SOURCE EXTRACT >>
____________

Positive-Class Error Profile

Quantifies where and how your model makes mistakes on the positive class, highlighting false positives, false negatives, and error concentration across score ranges.


Overview

The Positive-Class Error Profile bucket describes how your classifier makes mistakes on the positive class across the score distribution. It focuses on:

  • Where false positives and false negatives concentrate
  • How error behavior changes as scores increase
  • How much “bad” volume you get when you target a given positive-class segment

This bucket is most natural for binary classification but can be applied to multiclass by defining a one-vs-rest positive class (e.g., “fraud” vs “not fraud”).

Metrics

All metrics are defined in terms of the confusion-matrix counts within a segment (e.g., score bin, time bucket):

  • TP – true positives
  • FP – false positives
  • FN – false negatives
  • TN – true negatives
    Total = TP + FP + FN + TN

adjusted_false_positive_rate
False positive rate on negative cases (optionally smoothed to avoid divide-by-zero):

adjusted_false_positive_rate = FP / (FP + TN)

bad_case_rate
Fraction of all cases that are classified as bad (prediction = 0):

bad_case_rate = (FN + TN) / (TP + FP + FN + TN)

false_positive_ratio
Share of predicted positive cases that are actually negative (how “dirty” your positive bucket is):

false_positive_ratio = FP / (TP + FP)

total_false_positive_rate
Fraction of all cases that are false positives:

total_false_positive_rate = FP / (TP + FP + FN + TN)

overprediction_rate
Rate at which the model over-predicts positives relative to the negative population (conceptually FPR):

overprediction_rate = FP / (FP + TN)

underprediction_rate
Rate at which the model under-predicts positives (missed positives) relative to actual positives (FNR):

underprediction_rate = FN / (TP + FN)

valid_detection_rate
Overall fraction of correctly classified cases (global accuracy):

valid_detection_rate = (TP + TN) / (TP + FP + FN + TN)

Data Requirements

Your dataset must include:

  • {{label_col}} – ground truth label (0/1 for binary; specific class for multiclass one-vs-rest)
  • {{score_col}} – predicted probability or score for the positive class
  • {{timestamp_col}} – event or prediction timestamp
  • Optional: {{weight_col}} – sample weight (if used)

Base Metric SQL (Per-Score-Bin Confusion Matrix)

____________

TASK INPUT >>
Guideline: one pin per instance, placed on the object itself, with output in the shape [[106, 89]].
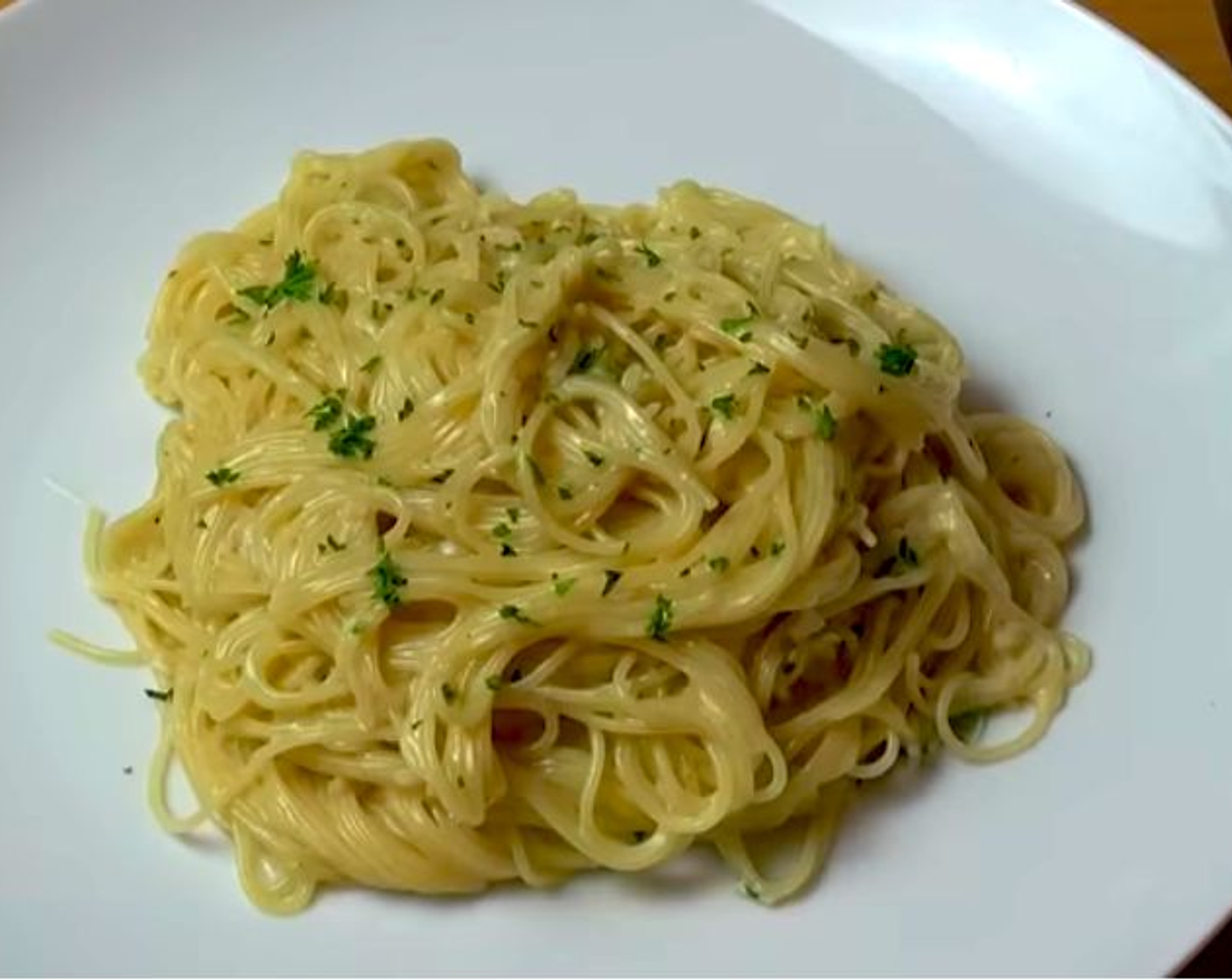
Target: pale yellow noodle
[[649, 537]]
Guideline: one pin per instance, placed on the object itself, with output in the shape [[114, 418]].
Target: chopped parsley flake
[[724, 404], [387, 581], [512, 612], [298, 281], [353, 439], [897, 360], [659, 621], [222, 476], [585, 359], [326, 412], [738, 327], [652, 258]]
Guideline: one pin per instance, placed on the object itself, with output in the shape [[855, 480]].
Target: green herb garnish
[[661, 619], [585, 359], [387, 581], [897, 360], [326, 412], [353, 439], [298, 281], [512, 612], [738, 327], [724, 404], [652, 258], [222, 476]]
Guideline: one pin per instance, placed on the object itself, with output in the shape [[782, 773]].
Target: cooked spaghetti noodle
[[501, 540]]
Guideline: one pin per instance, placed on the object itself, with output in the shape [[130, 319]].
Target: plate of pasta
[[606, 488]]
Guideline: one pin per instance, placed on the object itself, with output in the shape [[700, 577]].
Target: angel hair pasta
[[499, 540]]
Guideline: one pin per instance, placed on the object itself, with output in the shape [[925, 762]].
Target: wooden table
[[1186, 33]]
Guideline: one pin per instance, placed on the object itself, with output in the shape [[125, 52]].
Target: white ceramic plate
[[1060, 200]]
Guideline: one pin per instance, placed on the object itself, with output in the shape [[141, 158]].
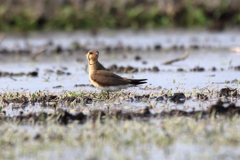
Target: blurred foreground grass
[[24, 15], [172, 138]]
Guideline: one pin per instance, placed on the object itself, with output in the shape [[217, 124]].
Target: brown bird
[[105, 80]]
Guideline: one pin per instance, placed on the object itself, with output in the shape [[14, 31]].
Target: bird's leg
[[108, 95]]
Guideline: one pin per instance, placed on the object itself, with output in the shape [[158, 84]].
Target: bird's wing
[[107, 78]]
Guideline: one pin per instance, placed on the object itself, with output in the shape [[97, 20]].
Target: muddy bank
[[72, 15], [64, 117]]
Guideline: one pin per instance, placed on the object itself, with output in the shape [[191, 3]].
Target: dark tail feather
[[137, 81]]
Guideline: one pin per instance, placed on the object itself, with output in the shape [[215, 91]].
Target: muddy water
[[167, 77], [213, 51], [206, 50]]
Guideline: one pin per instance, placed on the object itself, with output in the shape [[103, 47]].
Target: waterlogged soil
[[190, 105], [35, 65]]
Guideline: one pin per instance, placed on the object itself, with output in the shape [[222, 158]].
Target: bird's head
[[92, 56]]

____________

INSTRUCTIONS >>
A – Retype the stretch of the error-profile page from "overprediction_rate = FP" through "FN / (TP + FN)" with no changes.
B – Echo the rows word for word, from the line containing "shape [[222, 158]]." through the final line of the rows.
The error-profile page and the rows are unrelated material.

SOLUTION LIST >>
A –
overprediction_rate = FP / (FP + TN)

underprediction_rate
Rate at which the model under-predicts positives (missed positives) relative to actual positives (FNR):

underprediction_rate = FN / (TP + FN)

B –
Guideline: one pin per instance, placed on the object itself, with output in the shape [[222, 158]].
Target: bird's head
[[92, 56]]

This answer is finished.